Give the listing lines from the line containing "Bet you can't find the macaron in" through the line containing "[6,0,1024,480]", inclusive, as a Markdown table with the columns Row and Line. Number each row and leave out any blank lines.

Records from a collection

◆ ◆ ◆ ◆ ◆

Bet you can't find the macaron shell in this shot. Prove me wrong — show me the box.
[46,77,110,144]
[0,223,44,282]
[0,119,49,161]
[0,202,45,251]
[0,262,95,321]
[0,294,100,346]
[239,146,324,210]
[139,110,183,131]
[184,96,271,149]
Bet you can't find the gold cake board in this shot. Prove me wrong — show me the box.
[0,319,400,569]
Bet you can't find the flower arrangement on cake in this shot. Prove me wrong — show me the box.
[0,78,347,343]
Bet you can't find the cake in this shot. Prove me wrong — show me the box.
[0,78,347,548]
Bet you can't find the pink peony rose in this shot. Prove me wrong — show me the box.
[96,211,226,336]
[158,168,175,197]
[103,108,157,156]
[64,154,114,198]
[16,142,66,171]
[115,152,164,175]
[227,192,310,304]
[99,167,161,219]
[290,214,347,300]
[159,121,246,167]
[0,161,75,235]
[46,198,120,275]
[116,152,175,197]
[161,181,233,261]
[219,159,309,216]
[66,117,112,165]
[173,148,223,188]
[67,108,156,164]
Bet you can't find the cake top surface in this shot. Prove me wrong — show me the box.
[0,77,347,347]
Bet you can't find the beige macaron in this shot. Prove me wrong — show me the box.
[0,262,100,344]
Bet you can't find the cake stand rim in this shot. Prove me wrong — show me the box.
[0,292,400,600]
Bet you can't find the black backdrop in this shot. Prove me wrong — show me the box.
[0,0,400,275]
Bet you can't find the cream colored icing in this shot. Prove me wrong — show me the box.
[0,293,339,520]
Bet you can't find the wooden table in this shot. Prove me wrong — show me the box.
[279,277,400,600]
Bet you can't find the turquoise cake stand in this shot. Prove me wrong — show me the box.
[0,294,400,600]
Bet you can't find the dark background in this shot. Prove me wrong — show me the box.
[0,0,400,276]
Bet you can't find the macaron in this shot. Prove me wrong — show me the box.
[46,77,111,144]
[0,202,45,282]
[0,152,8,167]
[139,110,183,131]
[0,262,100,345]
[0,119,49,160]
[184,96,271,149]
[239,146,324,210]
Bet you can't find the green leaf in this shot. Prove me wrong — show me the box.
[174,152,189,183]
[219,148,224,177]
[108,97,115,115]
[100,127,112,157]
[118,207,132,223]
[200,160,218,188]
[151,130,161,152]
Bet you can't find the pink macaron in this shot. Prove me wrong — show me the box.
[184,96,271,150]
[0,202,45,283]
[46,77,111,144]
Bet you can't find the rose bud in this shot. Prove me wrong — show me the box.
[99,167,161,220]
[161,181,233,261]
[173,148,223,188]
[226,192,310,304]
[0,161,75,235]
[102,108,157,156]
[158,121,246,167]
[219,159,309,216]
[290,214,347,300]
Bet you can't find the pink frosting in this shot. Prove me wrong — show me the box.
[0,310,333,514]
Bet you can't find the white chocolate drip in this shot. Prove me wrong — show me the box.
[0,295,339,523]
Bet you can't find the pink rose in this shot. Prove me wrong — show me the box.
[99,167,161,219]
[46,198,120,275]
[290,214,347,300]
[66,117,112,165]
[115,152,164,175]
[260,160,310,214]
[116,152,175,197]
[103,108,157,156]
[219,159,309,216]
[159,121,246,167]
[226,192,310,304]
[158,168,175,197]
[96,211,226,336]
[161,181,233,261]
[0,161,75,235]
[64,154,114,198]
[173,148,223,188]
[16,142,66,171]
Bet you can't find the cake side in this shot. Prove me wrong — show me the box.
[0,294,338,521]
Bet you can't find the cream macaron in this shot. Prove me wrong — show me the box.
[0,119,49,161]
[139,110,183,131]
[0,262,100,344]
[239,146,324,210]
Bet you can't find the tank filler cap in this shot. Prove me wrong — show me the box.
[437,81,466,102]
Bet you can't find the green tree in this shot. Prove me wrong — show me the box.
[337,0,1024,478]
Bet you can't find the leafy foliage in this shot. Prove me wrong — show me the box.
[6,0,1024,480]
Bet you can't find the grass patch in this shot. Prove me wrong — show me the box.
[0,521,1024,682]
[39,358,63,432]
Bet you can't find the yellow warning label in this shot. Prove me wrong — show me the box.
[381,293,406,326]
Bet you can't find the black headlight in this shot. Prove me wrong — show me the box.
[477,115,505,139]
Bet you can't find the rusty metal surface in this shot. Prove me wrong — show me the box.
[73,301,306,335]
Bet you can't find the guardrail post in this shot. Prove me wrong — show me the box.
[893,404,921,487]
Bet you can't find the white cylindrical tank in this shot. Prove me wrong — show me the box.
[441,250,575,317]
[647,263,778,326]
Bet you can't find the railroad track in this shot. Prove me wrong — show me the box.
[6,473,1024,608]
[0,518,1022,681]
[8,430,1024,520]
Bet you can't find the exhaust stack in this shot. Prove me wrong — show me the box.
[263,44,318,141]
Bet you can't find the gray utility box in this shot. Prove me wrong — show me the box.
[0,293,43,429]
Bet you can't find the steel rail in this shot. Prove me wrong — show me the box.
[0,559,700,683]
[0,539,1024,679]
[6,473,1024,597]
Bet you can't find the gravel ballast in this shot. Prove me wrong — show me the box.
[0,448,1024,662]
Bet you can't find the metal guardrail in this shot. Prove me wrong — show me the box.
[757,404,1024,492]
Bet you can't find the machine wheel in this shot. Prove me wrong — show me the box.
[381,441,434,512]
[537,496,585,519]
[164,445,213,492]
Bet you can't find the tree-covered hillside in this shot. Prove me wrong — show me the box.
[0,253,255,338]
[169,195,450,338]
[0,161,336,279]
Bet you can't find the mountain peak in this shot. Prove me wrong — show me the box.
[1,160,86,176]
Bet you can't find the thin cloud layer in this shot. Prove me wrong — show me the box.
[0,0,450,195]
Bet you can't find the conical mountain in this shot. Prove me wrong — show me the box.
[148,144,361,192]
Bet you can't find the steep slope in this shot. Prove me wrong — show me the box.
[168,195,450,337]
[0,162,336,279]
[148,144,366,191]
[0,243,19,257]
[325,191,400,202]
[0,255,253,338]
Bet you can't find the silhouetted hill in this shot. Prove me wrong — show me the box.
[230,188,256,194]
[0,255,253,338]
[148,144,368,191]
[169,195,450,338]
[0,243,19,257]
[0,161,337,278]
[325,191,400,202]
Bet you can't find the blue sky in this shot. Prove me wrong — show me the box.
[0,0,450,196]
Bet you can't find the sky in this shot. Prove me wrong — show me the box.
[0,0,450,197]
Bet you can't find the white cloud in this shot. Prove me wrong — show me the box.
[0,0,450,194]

◆ ◆ ◆ ◆ ◆

**Answer for this exercise**
| Row | Line |
|---|---|
| 1 | Bet you can't find the macaron in this shot. Prove me wrong — show me the box. |
| 2 | [46,77,111,144] |
| 3 | [0,202,45,282] |
| 4 | [0,152,8,167] |
| 5 | [139,110,183,131] |
| 6 | [0,262,100,345] |
| 7 | [0,119,49,160] |
| 8 | [184,96,271,149] |
| 9 | [239,146,324,210] |
| 10 | Bet you can't find the green leaf in this shot. Prove me wrong — show me the box. |
| 11 | [174,152,189,183] |
| 12 | [219,148,224,177] |
| 13 | [108,97,115,115] |
| 14 | [100,127,112,157] |
| 15 | [118,207,132,223] |
| 16 | [200,160,218,188] |
| 17 | [151,130,161,152] |
| 18 | Bet you can't find the pink macaron in this shot. Prove me wrong — show me the box. |
| 19 | [184,96,271,150] |
| 20 | [0,202,45,283] |
| 21 | [46,77,111,144] |
| 22 | Bet you can't find the rose bud in this shot. Prove me wrong — show me the box. |
| 23 | [99,167,161,220] |
| 24 | [161,181,233,261] |
| 25 | [173,148,223,188] |
| 26 | [226,192,310,304] |
| 27 | [0,161,75,235] |
| 28 | [102,108,157,156] |
| 29 | [158,121,246,167] |
| 30 | [219,159,309,216] |
| 31 | [290,214,347,300] |
| 32 | Bet you can't find the pink frosting in this shot. Prove me wrong — show me the box. |
| 33 | [0,310,333,514] |
| 34 | Bet you can't find the white chocolate drip in this shot. Prove me wrong — show me the box. |
| 35 | [0,295,339,523] |
| 36 | Bet you can't find the pink rose in this shot. Prove me wrong — show me the box. |
| 37 | [99,167,161,219] |
| 38 | [46,198,120,275] |
| 39 | [290,214,347,300] |
| 40 | [66,117,112,165] |
| 41 | [115,152,164,175] |
| 42 | [260,160,310,214] |
| 43 | [116,152,175,197] |
| 44 | [103,108,157,156] |
| 45 | [219,159,309,216] |
| 46 | [159,121,246,167] |
| 47 | [226,192,310,304] |
| 48 | [158,168,175,197] |
| 49 | [96,211,226,336] |
| 50 | [161,181,233,261] |
| 51 | [0,161,75,235] |
| 52 | [64,154,114,198] |
| 53 | [173,148,223,188] |
| 54 | [16,142,66,171] |
| 55 | Bet you can't find the cake side in this shot. Prove me wrong — show me the box. |
| 56 | [0,294,338,521] |
| 57 | Bet you can't find the cream macaron in this shot. Prove me wrong — show me the box. |
| 58 | [0,119,49,161] |
| 59 | [139,110,183,131] |
| 60 | [0,262,100,344] |
| 61 | [239,146,324,210] |
| 62 | Bet you can't find the tank filler cap in this shot. Prove me wrong — show me the box. |
| 63 | [437,81,466,102] |
| 64 | Bet you can't find the green tree in this shot. Prove me wrong — show me the box. |
| 65 | [337,0,1024,478] |
| 66 | Bet you can't find the leafy foliage in this shot. Prove me wrong — show me the box. |
| 67 | [6,0,1024,480] |